* Problem details *
I need the lines below from the one with "the green lawn" down to the one with "the tree canopy" reproduced exactly, both ends included, and nothing else.

Material supplied: Begin

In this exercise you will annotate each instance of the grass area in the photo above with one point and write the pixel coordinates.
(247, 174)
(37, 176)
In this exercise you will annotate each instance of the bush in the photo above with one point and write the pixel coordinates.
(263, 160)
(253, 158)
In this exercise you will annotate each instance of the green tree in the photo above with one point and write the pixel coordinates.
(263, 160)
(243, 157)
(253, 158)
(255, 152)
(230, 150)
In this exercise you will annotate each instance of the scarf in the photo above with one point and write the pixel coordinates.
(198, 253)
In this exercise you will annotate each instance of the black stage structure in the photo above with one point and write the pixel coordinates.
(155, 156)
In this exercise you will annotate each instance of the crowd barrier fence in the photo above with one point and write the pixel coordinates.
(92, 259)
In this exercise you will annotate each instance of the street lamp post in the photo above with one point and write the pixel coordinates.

Material supplied: End
Material supplied: Begin

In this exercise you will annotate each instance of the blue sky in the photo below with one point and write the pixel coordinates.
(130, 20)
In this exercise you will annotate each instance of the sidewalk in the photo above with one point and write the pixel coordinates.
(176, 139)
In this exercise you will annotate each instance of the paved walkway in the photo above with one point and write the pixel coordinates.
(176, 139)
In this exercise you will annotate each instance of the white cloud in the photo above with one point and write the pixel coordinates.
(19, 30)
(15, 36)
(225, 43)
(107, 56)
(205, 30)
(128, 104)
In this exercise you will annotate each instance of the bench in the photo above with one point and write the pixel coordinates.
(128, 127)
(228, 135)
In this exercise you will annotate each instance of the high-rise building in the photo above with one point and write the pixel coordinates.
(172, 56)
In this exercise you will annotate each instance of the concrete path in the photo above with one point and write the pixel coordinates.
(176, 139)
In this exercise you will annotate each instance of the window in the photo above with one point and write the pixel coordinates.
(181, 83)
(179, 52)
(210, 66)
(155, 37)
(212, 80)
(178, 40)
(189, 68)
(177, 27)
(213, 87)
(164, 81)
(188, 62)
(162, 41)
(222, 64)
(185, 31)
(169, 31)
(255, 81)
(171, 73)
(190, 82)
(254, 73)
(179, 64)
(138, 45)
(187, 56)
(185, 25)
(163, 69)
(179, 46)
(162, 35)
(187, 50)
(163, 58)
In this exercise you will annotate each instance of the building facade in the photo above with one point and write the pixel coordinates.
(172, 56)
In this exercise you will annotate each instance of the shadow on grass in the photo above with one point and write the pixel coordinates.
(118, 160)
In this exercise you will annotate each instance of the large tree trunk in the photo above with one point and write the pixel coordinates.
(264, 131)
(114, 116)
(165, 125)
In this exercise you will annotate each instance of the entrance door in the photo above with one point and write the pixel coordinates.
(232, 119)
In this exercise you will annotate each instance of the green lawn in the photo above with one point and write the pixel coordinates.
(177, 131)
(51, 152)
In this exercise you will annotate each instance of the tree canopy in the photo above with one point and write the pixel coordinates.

Material supplied: End
Material supplied: Begin

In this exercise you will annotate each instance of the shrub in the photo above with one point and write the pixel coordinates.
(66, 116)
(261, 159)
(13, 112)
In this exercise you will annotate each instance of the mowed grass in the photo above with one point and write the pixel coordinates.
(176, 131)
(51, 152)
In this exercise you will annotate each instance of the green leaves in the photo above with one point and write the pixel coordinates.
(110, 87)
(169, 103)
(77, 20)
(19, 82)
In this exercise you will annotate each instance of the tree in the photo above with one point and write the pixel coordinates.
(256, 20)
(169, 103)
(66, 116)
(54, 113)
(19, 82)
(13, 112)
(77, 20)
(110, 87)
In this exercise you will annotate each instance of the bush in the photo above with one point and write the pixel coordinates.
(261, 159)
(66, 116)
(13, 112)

Material supplied: End

* Answer to this exercise *
In this exercise you will annotate each instance of the green lawn in the photo above with one point and write the pixel coordinates.
(177, 131)
(51, 152)
In this exercise you will annotate each instance of the tree canopy in the photo above with one point and write the pixel coordinates.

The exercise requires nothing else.